◆ **WORK REQUIRED**
If a line in the entries below holds the string "query", copy it.

◆ **DATASET CONTENT**

##############################

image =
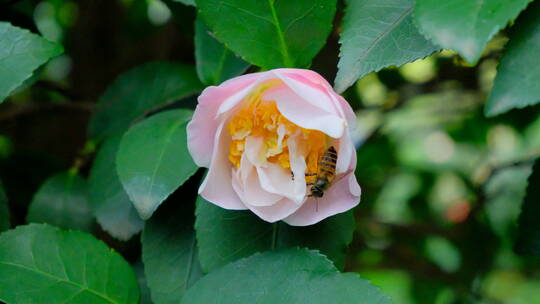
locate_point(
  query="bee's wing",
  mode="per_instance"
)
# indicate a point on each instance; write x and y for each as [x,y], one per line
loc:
[342,175]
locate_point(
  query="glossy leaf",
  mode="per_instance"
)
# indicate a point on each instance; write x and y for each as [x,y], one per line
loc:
[518,74]
[4,210]
[62,201]
[139,91]
[215,63]
[465,26]
[40,264]
[528,242]
[170,254]
[21,52]
[292,276]
[378,34]
[143,283]
[271,33]
[153,159]
[224,235]
[110,203]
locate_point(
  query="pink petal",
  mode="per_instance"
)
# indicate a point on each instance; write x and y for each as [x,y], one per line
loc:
[310,92]
[306,115]
[343,195]
[201,130]
[316,81]
[216,187]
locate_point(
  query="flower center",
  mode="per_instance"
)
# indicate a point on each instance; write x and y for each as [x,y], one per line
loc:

##############################

◆ **ANSWER TO THIS PROBLEM**
  query="bee's wing",
  query="glossy leaf",
  query="pink petal",
  query="flower center",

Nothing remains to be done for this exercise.